Stored data:
((

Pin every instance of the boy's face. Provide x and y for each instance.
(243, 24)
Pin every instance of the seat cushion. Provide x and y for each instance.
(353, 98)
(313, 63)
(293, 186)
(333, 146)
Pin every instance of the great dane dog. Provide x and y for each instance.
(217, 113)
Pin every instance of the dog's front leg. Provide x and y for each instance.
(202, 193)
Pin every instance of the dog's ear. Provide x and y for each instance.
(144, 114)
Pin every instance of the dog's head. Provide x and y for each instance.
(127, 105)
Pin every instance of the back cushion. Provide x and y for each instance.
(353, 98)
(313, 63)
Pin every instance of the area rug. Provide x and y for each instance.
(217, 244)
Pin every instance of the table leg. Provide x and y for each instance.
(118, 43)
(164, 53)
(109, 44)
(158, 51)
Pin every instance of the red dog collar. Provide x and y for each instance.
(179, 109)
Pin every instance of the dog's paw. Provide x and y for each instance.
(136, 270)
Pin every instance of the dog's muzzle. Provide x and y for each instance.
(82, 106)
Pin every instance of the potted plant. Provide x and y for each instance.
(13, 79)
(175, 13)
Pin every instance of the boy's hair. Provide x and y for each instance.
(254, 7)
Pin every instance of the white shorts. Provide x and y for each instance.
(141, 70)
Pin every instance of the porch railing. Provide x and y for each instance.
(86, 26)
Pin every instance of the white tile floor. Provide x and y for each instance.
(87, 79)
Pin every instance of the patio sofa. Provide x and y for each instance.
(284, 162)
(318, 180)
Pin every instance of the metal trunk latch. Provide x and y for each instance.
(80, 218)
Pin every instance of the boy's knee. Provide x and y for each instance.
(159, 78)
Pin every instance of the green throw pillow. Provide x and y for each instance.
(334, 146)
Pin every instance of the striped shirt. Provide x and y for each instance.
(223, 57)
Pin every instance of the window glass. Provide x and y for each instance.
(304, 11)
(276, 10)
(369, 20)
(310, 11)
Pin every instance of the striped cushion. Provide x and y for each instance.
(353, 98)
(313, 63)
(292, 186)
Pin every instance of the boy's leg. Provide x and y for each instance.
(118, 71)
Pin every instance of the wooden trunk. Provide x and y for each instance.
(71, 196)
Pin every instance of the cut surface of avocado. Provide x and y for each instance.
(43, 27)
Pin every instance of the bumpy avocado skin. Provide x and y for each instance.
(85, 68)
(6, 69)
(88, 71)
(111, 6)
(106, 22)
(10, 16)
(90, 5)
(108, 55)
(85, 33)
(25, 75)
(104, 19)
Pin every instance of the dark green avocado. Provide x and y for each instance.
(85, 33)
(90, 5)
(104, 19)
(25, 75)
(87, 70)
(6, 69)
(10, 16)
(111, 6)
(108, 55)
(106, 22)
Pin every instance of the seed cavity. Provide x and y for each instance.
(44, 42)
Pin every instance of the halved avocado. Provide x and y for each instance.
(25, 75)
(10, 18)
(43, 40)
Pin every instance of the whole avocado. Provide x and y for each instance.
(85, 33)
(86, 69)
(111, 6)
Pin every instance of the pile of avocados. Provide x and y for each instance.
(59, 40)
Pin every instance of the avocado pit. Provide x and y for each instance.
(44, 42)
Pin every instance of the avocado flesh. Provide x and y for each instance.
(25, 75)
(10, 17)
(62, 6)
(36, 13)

))

→ About this task: Repeat the data above exactly.

→ Response to the exercise:
Pin every instance of the boy's face. Provide x and y for each instance.
(243, 24)
Pin every instance of the seat cushion. Provide x and y for each instance.
(353, 98)
(313, 63)
(293, 186)
(333, 146)
Pin every instance of the great dane dog. Provide x and y for each instance.
(217, 113)
Pin every instance of the dog's front leg. Provide x and y for each instance.
(202, 193)
Pin every instance of the dog's ear. Provide x and y for each instance.
(144, 114)
Pin every instance of the dog's head. Provide x and y for each instance.
(127, 105)
Pin every instance of the back cushion. Provide x and y for each instance.
(353, 98)
(313, 63)
Pin every instance of the area rug. Provide x and y for each instance.
(217, 244)
Pin every instance of the table leg. Provide x and y for each instance.
(118, 43)
(164, 53)
(109, 44)
(158, 51)
Pin every instance of the red dog collar. Provide x and y for each instance.
(179, 109)
Pin every instance of the dog's paw. Provide x and y for each instance.
(136, 270)
Pin every instance of the dog's muzzle. Provide x and y for each instance.
(82, 106)
Pin every instance of the potted plant. Provide x and y for each instance.
(13, 79)
(175, 13)
Pin every instance of the boy's hair. Provide x and y for each instance.
(254, 7)
Pin every instance of the white shorts. Provide x and y for each instance.
(141, 70)
Pin every instance of the porch railing. Provide x and y for each instance.
(86, 26)
Pin every instance of the white tile floor. Provide x and y for each instance.
(87, 79)
Pin every instance of the patio sofa. Provide x and y for each instance.
(284, 162)
(318, 180)
Pin every instance of the metal trunk latch. Provide x and y for each instance.
(80, 218)
Pin every instance of the boy's knee. Provide x and y for each instance.
(159, 78)
Pin every instance of the green throw pillow. Provide x and y for each instance.
(334, 146)
Pin every instance of the striped shirt. Provide x and y for each instance.
(223, 57)
Pin every instance of the window glass. Provide x and y for each instance.
(304, 11)
(276, 10)
(369, 20)
(310, 11)
Pin every instance of the striped cushion. Provide x and y for each instance.
(353, 98)
(313, 63)
(292, 186)
Pin every instance of the boy's leg. Provide x and y for each instance.
(118, 71)
Pin every instance of the wooden trunk. Provide x and y for each instance.
(71, 196)
Pin every instance of the cut surface of avocado. Provide x and y for each instance.
(43, 27)
Pin every instance of the bumpy avocado skin. Provide x and y for each instance.
(85, 68)
(6, 69)
(88, 71)
(111, 6)
(106, 22)
(10, 16)
(90, 5)
(108, 55)
(85, 33)
(25, 75)
(104, 19)
Pin every instance of the dark green avocado. Provide x and y for each instance.
(85, 33)
(90, 5)
(104, 19)
(25, 75)
(87, 70)
(6, 69)
(10, 16)
(111, 6)
(108, 55)
(106, 22)
Pin every instance of the seed cavity. Provide x and y for each instance.
(44, 42)
Pin every instance of the halved avocado. Provide x and y for each instance.
(25, 75)
(10, 18)
(43, 40)
Pin every instance of the whole avocado. Provide x and y for each instance.
(85, 33)
(86, 69)
(111, 6)
Pin every instance of the pile of avocados. Provide x and y for each instance.
(59, 40)
Pin every instance of the avocado pit. Provide x and y for each instance.
(44, 42)
Pin every instance of the avocado flesh. Provide x and y for each instance.
(25, 75)
(10, 17)
(62, 6)
(36, 13)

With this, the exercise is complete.